(Object point labels)
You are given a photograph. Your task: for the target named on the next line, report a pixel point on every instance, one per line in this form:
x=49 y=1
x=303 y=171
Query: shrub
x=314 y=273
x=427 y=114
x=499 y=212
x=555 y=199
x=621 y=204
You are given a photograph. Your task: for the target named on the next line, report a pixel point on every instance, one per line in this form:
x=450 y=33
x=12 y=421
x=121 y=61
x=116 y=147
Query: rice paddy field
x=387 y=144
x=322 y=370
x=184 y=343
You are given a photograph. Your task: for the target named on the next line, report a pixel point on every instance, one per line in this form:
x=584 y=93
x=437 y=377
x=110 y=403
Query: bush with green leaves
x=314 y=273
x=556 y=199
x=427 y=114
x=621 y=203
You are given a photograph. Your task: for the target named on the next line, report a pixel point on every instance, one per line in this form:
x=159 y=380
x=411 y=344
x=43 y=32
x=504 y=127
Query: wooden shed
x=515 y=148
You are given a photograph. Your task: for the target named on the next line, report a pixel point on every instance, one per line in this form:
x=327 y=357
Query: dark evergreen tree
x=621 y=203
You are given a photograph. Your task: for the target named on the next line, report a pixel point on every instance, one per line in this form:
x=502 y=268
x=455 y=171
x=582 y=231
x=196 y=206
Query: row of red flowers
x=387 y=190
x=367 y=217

Required work: Reproduce all of the items above, replacing "pixel point" with "coordinate point" wherever it occurs and leaving all other text unchanged.

Answer below:
You are given a photograph. Your task: for the target named on the next line, report a coordinate point on every instance, one per line in this form:
x=49 y=1
x=303 y=171
Query: shrub
x=314 y=273
x=427 y=114
x=499 y=212
x=555 y=199
x=621 y=204
You are given a photograph. Your task: for the target named on the next line, report a coordinate point on every instance, one per line in this form:
x=450 y=33
x=12 y=421
x=121 y=61
x=116 y=147
Query: rice paddy field
x=387 y=144
x=322 y=370
x=184 y=343
You are given a photograph. Your task: for the target named on the next line, report a coordinate point on every instance, one per line in this form:
x=584 y=93
x=437 y=377
x=110 y=403
Query: bush with green leaves
x=314 y=273
x=556 y=199
x=427 y=114
x=621 y=203
You are given a photograph. Your task: for the target named on the next line, report a coordinate point on every instance, one per line in this form:
x=159 y=380
x=411 y=344
x=43 y=32
x=504 y=127
Query: wooden shed
x=515 y=148
You are given a photograph. Your task: for the target named on the next line, report a coordinate point on every instance, one per line in this form:
x=327 y=357
Query: dark evergreen tree
x=621 y=203
You are given a photograph. Your task: for the target named on the next line, report a coordinate point on every instance, one per line in this form:
x=502 y=268
x=455 y=171
x=582 y=231
x=196 y=206
Query: row of red flowers
x=387 y=190
x=367 y=217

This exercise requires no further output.